**依頼 1**
抜粋本文の「国民党「総統候補交代」の狙いは「立法院救済」か」から「とを決意した、ということだと考えられる。」までを、「臨時党大会」を「臨時大会」に置き換えて書き写すこと。
**依頼 2**
抜粋本文に基づき、次の問いに答えること。
(a) 洪氏が会場を立ち去った臨時党大会は何月何日に開かれたか。
(b) 総統選挙と同じ日に行われる立法委員選挙の日付はいつか。
(c) 候補が朱氏に代わった後、メディアなどの世論調査で支持率はどの程度の上昇にとどまったか。
**依頼 3**
抜粋本文にフルネームで登場する人物をすべて挙げること。

10月20日に国際情報サイト「フォーサイト」に発表したものです。書いた時点からは1週間ほど経過しましたが、王金平の比例区出馬への道が開かれそうになるなど、そこそこ見通しとして示した通り、立法院選挙対策で「とりあえずの挙党一致」を国民党は整えながら、一方で、民進党の両岸政策に攻撃のターゲットを絞って「中華民国を守るのは自分たち(つまり両岸関係を安定させるのは自分たちという意味)」だとアピールしています。朱の攻撃はさすがに結構ねちっこくて嫌らしく聞こえます。いま不透明なのは親民党の動きで、朱の立候補で泡沫化がはっきりした宋楚瑜がどうなるのか、果たしてキャスティングボードを握れるほどの戦いができるかが注目されます。

国民党「総統候補交代」の狙いは「立法院救済」か

 国民党の総統候補が、洪秀柱・立法院副院長から、朱立倫・党主席に切り替えられた。一時は徹底抗戦の構えを見せた洪氏だが、党内の大物がすべて「洪おろし」に同意するなど完全に外堀を埋められてしまってはなす術なく、10月17日の臨時党大会では候補資格の取り消しの決議の前に勝敗を悟って1人、会場を立ち去った。総統選挙まで3カ月という時点での候補者の交代は、台湾の総統選で一度も起きたことがない異常事態であるが、問題は、この交代で国民党が何を目指し、選挙情勢がどう変わるかである。

立法院の多数は「過去30年」国民党

 今回の候補者の交代劇から見えてくるのは、国民党はもはや総統選挙の敗北を事実上受け入れ、同じ日(来年1月16日)に行われる国会に相当する立法院の立法委員選挙を救うことに全力を挙げることを決意した、ということだと考えられる。

 台湾の各種世論調査では、総統選では、民進党の蔡英文・党主席に、洪氏はダブルスコアからトリプルスコアの差をつけられていた。この状況は決して洪氏1人の責任というわけではなく、国民党全体に対する不信任という色合いが濃い。より中国との関係強化に前のめりの洪氏から、中間路線を取りやすい朱氏に候補が代わっても、3カ月でこの差を挽回できる可能性は極めて低い。実際、メディアなどの世論調査では、朱氏になっても支持率は5ポイント程度の上昇にとどまった。このことは、誰よりも朱氏をはじめ、国民党の幹部たちは十分すぎるほど分かっているはずだ。だが、このまま蔡氏を「寝ていても勝てる」と言われるほど余裕を持って戦わせては、蔡氏に立法委員の選挙応援に全力を挙げさせることになる。「善戦」と言えるような選挙戦に蔡氏を引きずり込み、民進党の選挙リソースを総統選に集中させることが1つの狙いである。

**提供資料**

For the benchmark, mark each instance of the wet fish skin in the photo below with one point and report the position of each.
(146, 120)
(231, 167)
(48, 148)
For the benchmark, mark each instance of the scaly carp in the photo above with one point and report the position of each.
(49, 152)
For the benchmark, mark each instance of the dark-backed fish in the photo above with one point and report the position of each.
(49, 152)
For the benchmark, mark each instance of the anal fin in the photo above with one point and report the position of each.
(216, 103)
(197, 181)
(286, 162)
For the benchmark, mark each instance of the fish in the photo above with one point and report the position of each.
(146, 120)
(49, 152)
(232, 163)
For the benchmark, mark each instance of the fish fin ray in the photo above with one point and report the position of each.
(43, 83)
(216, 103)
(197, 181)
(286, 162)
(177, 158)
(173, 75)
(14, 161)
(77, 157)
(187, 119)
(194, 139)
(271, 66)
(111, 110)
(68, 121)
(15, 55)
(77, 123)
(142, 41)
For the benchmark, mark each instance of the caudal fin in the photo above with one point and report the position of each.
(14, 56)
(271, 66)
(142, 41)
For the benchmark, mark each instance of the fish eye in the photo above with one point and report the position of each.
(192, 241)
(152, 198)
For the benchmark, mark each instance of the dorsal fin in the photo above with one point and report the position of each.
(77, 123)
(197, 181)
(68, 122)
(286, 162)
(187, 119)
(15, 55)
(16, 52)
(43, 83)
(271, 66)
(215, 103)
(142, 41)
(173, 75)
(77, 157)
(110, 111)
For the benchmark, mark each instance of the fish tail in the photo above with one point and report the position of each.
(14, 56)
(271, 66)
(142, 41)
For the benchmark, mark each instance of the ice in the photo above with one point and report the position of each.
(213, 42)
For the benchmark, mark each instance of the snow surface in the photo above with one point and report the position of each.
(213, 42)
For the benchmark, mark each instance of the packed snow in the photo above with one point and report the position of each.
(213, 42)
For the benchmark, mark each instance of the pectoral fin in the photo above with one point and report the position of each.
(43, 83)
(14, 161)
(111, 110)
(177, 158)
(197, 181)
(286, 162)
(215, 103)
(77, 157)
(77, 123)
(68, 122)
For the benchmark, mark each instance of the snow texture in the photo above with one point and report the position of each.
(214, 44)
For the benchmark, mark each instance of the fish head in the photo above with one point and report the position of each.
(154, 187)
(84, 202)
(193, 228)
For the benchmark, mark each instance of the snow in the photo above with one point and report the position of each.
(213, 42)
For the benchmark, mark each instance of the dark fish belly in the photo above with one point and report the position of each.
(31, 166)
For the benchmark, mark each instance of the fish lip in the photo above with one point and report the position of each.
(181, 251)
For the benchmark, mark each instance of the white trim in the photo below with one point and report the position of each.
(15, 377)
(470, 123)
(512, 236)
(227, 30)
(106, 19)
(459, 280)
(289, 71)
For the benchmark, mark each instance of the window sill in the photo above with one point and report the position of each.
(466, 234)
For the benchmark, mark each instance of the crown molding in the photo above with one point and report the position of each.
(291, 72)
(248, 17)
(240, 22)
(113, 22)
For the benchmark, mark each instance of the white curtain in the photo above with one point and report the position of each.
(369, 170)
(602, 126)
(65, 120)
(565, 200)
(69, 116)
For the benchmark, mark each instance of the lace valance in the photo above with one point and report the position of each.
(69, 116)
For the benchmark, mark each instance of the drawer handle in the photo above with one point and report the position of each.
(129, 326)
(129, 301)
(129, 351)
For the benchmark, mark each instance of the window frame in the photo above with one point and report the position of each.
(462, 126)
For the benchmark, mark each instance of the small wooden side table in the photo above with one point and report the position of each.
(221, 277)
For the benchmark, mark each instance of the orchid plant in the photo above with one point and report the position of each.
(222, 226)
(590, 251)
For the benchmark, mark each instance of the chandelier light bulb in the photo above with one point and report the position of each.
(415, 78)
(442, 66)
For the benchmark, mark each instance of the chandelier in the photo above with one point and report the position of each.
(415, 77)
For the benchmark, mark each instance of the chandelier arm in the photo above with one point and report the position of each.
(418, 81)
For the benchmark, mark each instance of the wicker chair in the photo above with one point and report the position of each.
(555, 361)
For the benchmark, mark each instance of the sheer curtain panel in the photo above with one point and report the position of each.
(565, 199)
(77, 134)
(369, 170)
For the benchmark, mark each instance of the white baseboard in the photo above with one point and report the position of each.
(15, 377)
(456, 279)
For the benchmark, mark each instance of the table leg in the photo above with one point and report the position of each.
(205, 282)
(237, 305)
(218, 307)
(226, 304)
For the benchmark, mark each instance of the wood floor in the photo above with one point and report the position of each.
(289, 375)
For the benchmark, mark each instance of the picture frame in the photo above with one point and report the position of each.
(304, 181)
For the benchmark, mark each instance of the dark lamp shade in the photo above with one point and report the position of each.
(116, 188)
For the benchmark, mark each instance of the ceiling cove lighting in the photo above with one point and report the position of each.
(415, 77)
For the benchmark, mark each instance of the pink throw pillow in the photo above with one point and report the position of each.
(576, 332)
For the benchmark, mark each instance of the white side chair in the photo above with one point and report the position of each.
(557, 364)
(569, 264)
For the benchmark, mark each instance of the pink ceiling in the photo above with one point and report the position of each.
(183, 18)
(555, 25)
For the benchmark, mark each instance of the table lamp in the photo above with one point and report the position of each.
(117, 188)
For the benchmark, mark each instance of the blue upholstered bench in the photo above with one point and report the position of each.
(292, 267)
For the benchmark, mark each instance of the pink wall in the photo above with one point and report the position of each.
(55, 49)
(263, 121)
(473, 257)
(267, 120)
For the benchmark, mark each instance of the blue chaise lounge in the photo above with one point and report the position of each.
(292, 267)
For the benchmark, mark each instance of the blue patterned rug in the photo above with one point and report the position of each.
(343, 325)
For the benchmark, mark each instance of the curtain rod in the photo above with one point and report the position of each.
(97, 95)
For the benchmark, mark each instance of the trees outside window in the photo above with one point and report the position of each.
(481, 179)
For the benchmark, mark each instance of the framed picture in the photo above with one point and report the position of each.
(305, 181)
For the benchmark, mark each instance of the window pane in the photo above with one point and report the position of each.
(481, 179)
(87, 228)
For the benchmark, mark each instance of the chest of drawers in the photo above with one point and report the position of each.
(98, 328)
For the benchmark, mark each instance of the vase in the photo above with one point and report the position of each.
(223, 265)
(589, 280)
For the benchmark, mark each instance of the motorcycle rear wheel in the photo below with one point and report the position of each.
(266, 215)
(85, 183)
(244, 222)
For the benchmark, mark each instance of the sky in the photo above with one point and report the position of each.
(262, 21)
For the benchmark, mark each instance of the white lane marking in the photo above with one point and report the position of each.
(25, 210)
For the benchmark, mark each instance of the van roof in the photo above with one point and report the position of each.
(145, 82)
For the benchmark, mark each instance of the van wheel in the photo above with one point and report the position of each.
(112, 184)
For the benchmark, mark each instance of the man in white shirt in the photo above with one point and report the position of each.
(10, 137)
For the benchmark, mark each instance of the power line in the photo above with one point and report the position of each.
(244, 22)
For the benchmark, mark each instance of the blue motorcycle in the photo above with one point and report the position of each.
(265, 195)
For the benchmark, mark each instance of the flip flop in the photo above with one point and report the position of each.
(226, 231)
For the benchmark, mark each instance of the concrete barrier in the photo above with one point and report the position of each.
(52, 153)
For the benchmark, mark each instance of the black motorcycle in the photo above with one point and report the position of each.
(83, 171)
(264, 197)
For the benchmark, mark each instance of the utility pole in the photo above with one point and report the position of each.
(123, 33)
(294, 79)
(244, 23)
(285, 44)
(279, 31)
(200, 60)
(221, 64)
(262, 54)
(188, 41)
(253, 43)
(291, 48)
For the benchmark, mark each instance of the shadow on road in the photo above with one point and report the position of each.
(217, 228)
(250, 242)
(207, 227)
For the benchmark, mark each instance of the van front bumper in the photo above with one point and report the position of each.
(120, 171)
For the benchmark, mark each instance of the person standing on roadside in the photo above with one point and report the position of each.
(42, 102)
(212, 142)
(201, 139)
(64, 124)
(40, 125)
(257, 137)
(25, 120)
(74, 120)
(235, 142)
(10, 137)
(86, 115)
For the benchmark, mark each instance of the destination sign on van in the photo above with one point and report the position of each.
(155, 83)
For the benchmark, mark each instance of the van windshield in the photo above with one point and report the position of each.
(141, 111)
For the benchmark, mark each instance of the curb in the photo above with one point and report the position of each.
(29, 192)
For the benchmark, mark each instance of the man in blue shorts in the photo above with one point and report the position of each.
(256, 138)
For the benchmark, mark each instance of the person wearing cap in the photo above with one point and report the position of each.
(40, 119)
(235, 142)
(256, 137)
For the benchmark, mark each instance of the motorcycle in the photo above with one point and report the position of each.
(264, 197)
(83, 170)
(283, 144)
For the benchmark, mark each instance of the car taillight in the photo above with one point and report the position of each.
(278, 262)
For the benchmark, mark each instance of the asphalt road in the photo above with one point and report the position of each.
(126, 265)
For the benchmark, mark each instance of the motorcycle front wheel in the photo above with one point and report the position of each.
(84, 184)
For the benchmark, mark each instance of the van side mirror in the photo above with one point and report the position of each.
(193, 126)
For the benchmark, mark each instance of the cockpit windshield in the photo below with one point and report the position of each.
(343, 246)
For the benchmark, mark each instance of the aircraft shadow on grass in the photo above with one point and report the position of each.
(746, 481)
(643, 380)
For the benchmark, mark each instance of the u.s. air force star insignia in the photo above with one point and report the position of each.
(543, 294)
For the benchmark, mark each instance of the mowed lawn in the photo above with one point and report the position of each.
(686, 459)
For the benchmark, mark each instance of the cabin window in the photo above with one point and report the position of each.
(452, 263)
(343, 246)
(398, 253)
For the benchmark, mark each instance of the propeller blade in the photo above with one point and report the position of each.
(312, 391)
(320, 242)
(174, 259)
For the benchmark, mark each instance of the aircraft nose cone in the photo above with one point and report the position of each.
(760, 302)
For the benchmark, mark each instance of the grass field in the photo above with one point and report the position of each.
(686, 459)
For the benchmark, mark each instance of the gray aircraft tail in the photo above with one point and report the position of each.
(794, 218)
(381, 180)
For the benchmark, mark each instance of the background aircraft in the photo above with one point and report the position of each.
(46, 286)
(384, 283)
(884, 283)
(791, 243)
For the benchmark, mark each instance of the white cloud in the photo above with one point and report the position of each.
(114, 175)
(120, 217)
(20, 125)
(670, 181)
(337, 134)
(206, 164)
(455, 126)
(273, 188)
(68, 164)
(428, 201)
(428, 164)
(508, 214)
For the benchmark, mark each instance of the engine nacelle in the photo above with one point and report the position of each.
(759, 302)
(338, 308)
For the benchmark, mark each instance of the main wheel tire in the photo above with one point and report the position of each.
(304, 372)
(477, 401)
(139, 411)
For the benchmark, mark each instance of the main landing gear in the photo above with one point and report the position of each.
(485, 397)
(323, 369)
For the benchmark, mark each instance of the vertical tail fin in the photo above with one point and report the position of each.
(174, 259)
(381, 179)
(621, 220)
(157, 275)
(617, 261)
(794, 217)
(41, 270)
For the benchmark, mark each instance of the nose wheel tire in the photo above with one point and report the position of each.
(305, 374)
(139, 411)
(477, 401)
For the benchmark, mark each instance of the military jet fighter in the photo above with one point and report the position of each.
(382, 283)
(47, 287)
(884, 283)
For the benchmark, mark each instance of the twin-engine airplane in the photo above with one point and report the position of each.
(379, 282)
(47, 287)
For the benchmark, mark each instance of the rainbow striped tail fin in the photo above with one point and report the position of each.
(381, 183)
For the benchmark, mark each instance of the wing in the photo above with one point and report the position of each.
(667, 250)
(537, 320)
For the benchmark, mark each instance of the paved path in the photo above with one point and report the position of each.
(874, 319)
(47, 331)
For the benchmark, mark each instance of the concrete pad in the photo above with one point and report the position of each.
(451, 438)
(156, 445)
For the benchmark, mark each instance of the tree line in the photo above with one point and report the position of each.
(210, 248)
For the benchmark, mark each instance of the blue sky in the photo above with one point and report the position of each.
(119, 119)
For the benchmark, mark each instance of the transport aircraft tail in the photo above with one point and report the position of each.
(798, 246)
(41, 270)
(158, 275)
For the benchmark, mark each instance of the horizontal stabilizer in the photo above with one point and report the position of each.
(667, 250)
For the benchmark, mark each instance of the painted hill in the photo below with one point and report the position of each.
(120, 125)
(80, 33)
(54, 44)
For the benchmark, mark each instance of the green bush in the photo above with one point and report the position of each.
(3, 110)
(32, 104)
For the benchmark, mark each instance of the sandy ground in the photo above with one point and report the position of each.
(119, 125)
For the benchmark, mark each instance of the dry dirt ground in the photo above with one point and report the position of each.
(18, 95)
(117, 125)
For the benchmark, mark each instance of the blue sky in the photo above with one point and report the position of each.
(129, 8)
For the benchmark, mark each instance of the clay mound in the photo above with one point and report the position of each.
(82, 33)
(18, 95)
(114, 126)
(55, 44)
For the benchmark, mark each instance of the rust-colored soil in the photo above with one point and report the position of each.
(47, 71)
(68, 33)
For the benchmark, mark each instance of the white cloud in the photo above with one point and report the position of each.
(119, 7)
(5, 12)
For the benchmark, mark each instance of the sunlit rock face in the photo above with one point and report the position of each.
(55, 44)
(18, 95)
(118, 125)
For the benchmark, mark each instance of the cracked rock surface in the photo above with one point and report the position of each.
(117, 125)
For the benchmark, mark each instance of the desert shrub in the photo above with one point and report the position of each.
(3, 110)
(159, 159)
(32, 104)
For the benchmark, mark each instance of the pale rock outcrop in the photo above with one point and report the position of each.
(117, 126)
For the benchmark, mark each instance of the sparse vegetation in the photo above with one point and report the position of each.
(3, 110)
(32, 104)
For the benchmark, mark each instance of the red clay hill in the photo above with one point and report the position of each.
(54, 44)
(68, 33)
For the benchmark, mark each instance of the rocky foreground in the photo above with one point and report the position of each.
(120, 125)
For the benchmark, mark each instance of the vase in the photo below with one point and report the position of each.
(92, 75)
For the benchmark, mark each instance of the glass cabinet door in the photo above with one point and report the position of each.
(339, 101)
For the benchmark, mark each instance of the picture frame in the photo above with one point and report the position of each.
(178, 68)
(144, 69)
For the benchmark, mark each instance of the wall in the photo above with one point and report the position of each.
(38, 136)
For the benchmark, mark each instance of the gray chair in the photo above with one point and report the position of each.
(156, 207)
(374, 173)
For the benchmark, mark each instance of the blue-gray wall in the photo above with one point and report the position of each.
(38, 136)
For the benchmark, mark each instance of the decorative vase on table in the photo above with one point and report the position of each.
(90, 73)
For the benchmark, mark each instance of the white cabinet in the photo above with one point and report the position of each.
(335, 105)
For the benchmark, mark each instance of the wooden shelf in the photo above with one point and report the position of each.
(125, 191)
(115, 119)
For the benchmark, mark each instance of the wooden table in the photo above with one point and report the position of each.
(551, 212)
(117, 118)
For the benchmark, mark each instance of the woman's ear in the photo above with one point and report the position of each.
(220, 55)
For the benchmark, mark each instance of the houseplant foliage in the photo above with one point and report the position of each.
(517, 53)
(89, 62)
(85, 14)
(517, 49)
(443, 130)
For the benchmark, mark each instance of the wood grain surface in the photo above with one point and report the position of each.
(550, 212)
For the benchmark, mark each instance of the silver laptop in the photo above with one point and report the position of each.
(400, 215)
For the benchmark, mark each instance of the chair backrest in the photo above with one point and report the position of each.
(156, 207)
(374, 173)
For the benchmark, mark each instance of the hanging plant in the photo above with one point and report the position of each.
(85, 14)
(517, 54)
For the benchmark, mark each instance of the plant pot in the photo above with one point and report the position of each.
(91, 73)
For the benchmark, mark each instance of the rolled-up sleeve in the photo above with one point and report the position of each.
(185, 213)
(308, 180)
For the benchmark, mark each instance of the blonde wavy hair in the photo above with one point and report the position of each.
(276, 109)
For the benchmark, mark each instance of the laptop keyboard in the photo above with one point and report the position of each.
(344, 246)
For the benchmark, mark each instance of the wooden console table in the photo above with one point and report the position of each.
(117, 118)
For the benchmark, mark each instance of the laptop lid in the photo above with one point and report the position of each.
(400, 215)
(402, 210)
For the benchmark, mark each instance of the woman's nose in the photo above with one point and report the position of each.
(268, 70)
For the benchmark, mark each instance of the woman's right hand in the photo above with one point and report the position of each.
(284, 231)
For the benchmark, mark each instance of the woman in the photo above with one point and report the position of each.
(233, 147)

**回答 1**
国民党「総統候補交代」の狙いは「立法院救済」か

 国民党の総統候補が、洪秀柱・立法院副院長から、朱立倫・党主席に切り替えられた。一時は徹底抗戦の構えを見せた洪氏だが、党内の大物がすべて「洪おろし」に同意するなど完全に外堀を埋められてしまってはなす術なく、10月17日の臨時大会では候補資格の取り消しの決議の前に勝敗を悟って1人、会場を立ち去った。総統選挙まで3カ月という時点での候補者の交代は、台湾の総統選で一度も起きたことがない異常事態であるが、問題は、この交代で国民党が何を目指し、選挙情勢がどう変わるかである。

立法院の多数は「過去30年」国民党

 今回の候補者の交代劇から見えてくるのは、国民党はもはや総統選挙の敗北を事実上受け入れ、同じ日(来年1月16日)に行われる国会に相当する立法院の立法委員選挙を救うことに全力を挙げることを決意した、ということだと考えられる。

**回答 2**
(a) 10月17日
(b) 来年1月16日
(c) 5ポイント程度

**回答 3**
王金平、宋楚瑜、洪秀柱、朱立倫、蔡英文